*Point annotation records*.

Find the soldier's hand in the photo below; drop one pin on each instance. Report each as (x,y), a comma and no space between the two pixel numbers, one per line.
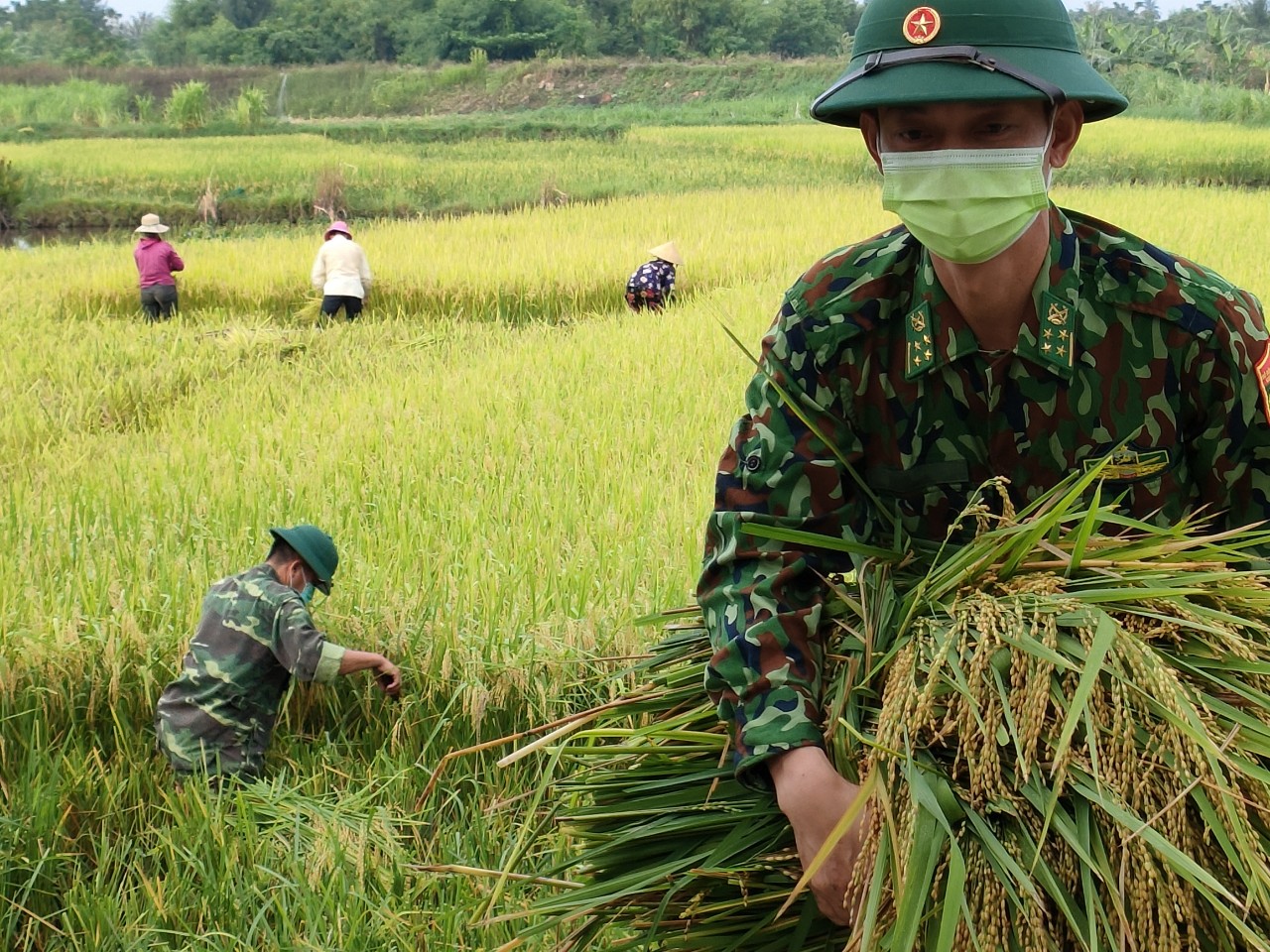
(813,796)
(388,675)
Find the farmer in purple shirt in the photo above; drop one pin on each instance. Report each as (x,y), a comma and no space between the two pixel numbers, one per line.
(157,261)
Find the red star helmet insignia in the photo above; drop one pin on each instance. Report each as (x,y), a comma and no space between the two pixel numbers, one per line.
(921,24)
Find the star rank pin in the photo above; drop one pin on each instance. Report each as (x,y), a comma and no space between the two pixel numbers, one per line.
(1057,333)
(921,26)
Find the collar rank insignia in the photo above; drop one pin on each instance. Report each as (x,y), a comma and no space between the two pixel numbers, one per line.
(921,26)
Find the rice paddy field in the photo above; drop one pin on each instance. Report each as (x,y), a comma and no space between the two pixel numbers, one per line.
(513,467)
(280,178)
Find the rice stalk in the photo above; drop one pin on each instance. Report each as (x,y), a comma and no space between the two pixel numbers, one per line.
(1064,721)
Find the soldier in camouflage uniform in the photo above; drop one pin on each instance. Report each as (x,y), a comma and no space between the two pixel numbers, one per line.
(254,635)
(991,334)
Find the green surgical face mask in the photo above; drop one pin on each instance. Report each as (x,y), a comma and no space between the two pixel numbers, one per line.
(966,204)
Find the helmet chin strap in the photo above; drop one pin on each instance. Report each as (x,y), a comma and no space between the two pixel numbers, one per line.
(969,55)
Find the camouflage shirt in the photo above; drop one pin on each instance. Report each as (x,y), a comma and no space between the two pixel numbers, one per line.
(1132,352)
(255,633)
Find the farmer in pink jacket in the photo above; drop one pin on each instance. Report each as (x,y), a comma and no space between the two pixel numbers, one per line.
(157,261)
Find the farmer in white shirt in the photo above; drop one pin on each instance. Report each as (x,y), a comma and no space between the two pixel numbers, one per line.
(341,272)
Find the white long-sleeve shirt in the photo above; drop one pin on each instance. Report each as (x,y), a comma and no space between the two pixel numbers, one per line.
(340,268)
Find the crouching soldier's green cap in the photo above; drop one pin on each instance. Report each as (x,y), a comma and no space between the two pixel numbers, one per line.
(316,547)
(907,54)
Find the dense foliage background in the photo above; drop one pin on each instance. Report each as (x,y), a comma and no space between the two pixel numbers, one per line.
(1228,42)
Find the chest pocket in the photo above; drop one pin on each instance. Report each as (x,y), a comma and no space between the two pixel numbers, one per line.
(919,481)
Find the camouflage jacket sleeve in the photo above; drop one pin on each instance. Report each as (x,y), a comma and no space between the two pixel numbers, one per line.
(762,599)
(300,648)
(1232,442)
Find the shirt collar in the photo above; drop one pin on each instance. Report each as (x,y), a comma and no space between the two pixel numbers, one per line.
(937,334)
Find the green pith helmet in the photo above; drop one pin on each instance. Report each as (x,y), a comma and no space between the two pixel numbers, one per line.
(317,548)
(908,54)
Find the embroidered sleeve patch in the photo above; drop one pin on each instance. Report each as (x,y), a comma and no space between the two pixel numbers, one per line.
(1264,380)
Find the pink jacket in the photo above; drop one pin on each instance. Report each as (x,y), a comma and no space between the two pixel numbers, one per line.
(157,261)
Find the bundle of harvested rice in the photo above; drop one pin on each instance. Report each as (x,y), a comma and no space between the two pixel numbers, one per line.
(1064,726)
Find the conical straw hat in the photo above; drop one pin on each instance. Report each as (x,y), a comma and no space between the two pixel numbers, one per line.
(667,253)
(150,225)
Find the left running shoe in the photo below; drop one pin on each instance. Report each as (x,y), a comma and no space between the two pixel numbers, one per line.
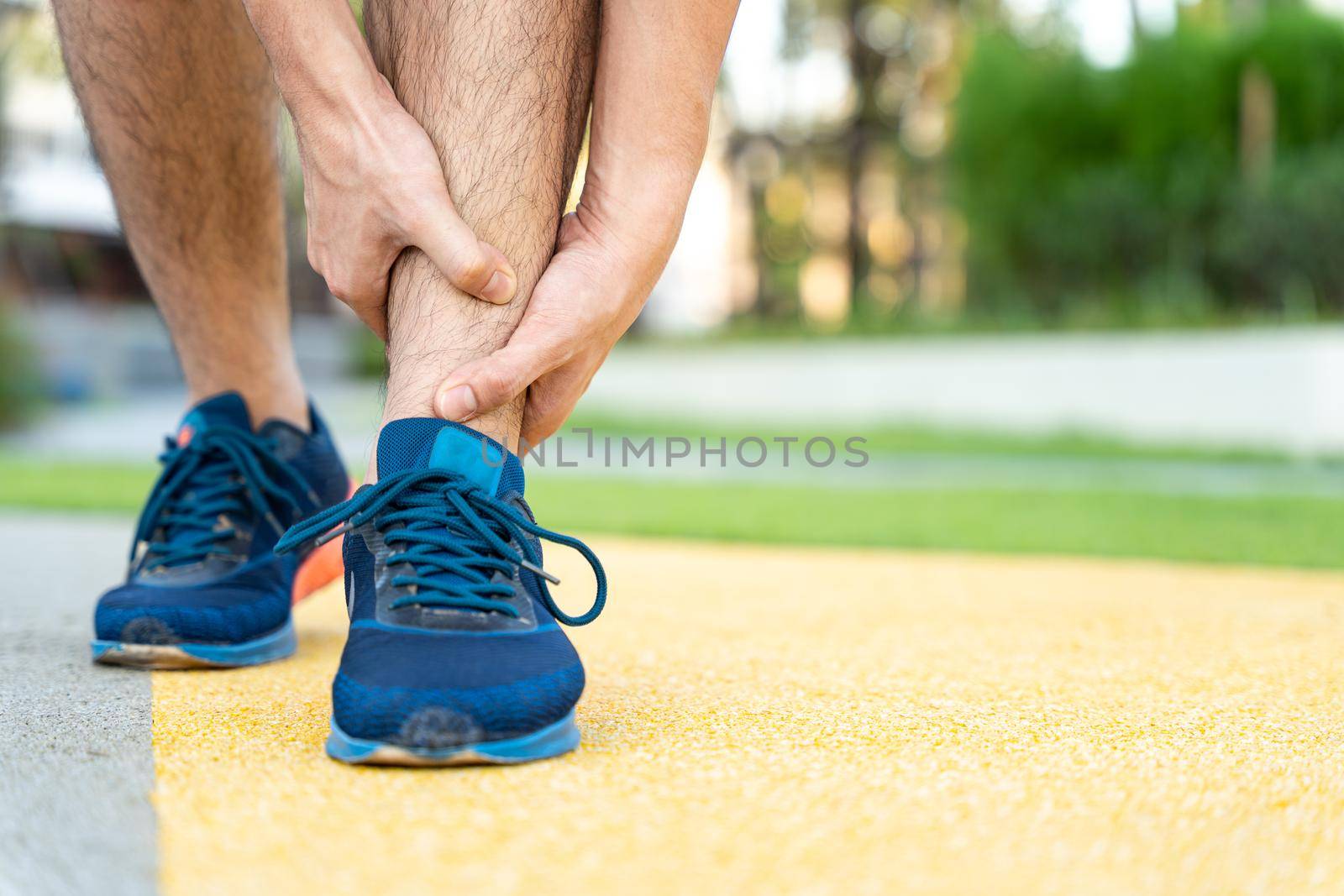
(205,587)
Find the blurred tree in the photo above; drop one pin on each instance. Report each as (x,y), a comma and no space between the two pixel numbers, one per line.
(1202,165)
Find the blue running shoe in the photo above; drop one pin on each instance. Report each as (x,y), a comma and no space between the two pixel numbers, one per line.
(206,587)
(454,656)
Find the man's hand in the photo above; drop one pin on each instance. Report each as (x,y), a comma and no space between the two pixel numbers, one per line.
(588,297)
(373,186)
(373,181)
(652,96)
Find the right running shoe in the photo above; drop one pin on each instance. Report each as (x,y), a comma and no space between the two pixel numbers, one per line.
(205,587)
(454,656)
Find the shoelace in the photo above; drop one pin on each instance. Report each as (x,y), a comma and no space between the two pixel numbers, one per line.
(454,537)
(226,472)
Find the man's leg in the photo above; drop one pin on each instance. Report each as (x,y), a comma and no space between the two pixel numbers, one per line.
(179,100)
(503,87)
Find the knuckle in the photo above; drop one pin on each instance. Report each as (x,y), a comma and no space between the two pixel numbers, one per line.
(472,270)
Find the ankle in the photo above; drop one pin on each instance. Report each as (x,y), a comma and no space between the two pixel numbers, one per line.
(273,398)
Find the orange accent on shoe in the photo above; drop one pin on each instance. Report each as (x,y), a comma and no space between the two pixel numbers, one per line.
(322,567)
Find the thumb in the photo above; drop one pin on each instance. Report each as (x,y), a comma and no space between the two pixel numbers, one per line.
(499,378)
(470,264)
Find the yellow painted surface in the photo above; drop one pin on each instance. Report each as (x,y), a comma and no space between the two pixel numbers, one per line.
(799,720)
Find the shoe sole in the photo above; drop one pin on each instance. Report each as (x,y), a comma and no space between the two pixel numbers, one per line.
(277,645)
(319,570)
(553,741)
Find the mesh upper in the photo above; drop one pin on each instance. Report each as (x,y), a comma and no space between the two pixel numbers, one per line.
(433,687)
(244,602)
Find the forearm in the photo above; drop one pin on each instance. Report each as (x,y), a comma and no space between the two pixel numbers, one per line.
(658,67)
(319,56)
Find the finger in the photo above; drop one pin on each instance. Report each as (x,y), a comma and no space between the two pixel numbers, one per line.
(472,265)
(496,379)
(550,403)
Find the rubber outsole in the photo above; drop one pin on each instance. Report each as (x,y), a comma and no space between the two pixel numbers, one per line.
(319,570)
(277,645)
(553,741)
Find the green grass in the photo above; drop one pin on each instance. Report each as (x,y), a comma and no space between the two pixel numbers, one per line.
(925,439)
(1274,531)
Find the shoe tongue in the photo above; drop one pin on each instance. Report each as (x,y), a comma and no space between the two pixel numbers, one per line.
(226,409)
(432,443)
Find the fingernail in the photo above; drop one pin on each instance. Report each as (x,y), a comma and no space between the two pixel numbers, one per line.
(501,289)
(457,403)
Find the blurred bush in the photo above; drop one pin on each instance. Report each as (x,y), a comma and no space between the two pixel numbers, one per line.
(20,389)
(1203,179)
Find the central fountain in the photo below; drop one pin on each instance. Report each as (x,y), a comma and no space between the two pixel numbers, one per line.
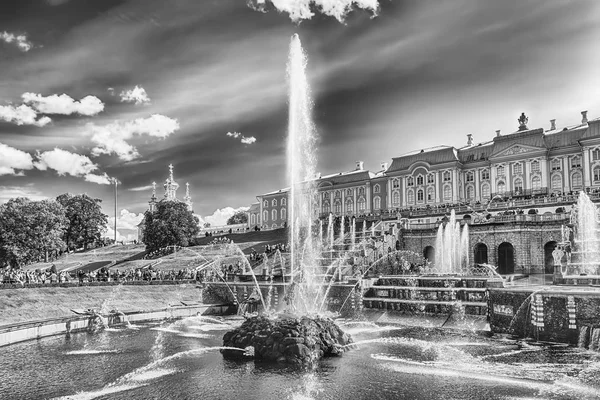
(300,335)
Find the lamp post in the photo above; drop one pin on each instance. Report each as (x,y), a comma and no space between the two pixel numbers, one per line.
(115,181)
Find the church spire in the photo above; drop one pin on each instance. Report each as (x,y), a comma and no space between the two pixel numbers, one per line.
(188,198)
(171,186)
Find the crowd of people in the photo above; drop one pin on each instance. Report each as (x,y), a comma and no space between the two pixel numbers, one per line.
(20,277)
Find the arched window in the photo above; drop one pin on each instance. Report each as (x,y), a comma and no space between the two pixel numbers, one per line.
(396,199)
(597,174)
(361,204)
(447,193)
(349,205)
(501,187)
(556,183)
(576,182)
(410,196)
(470,192)
(518,185)
(337,207)
(556,165)
(518,168)
(485,191)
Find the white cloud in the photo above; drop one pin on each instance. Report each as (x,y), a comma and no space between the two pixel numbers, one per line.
(301,9)
(65,163)
(136,95)
(12,192)
(141,188)
(248,140)
(221,215)
(99,179)
(20,40)
(244,139)
(64,104)
(12,159)
(22,115)
(112,138)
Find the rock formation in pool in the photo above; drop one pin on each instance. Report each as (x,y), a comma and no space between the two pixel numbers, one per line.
(300,341)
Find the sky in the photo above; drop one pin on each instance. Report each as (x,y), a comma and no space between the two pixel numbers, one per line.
(97,89)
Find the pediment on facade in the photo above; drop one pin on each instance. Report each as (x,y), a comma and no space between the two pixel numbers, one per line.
(517,149)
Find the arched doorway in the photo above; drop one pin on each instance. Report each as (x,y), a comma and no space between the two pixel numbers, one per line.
(480,254)
(429,254)
(548,258)
(506,258)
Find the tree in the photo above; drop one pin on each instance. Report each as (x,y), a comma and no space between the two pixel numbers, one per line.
(87,222)
(171,224)
(30,230)
(239,217)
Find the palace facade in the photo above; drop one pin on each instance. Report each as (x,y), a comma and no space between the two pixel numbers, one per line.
(515,191)
(519,165)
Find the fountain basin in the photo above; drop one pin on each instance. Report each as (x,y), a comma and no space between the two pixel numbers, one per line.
(289,339)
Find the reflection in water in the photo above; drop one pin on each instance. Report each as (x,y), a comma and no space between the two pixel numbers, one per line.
(386,362)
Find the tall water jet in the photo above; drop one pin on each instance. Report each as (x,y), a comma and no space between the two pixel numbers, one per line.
(301,172)
(452,247)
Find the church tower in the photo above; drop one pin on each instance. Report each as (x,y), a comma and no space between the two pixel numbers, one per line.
(171,186)
(152,201)
(188,199)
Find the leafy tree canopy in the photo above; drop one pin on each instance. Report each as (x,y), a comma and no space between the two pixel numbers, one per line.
(87,222)
(29,230)
(170,224)
(239,217)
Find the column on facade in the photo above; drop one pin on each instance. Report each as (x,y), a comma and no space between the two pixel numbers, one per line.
(527,174)
(389,194)
(454,185)
(438,178)
(587,181)
(477,184)
(493,187)
(566,175)
(545,175)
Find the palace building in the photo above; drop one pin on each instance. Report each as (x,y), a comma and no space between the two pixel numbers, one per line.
(532,174)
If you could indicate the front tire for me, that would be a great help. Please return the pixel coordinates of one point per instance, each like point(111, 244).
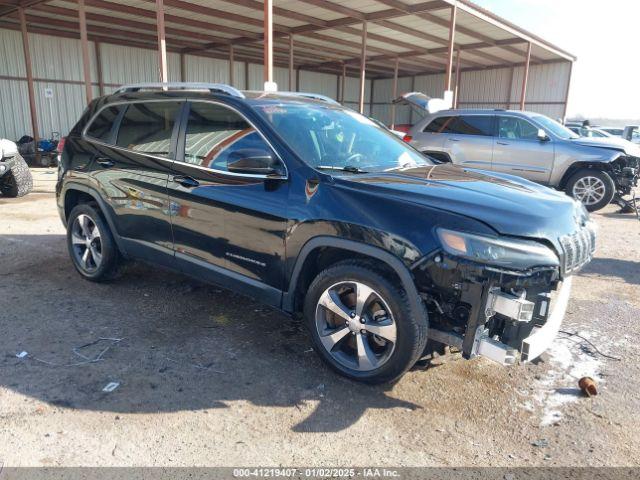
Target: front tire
point(18, 181)
point(594, 188)
point(91, 246)
point(361, 324)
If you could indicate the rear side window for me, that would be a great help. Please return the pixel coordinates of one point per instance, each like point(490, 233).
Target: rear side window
point(102, 125)
point(214, 132)
point(516, 129)
point(439, 125)
point(148, 127)
point(473, 125)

*CHALLENGE*. Omit all pictures and write out, exactly, only the lines from the line containing "Find the column" through the last line of the entries above.

*THE RESULT*.
Find the column on facade in the photo above; drop one pin on each instance. Report each as (x,y), a comma and no space between the two pixel numbers, one per line.
(527,174)
(389,194)
(454,185)
(438,178)
(587,181)
(477,184)
(493,187)
(566,175)
(545,175)
Find the palace building in the photo above; drop one pin on each instance. Report each as (x,y), a comma and no space between the two pixel numbers, one per line.
(532,174)
If you could indicate the front tire for me, that would be a great help. Please return the pixel coordinates of one point per instance, each like point(111, 244).
Target: front tire
point(18, 181)
point(594, 188)
point(91, 246)
point(361, 324)
If you could indicate the rear side window for me, that would be a great help. Please return the pixel coordinates of one point per instance, each like point(490, 233).
Target: rear side window
point(102, 125)
point(214, 132)
point(516, 129)
point(439, 125)
point(148, 127)
point(473, 125)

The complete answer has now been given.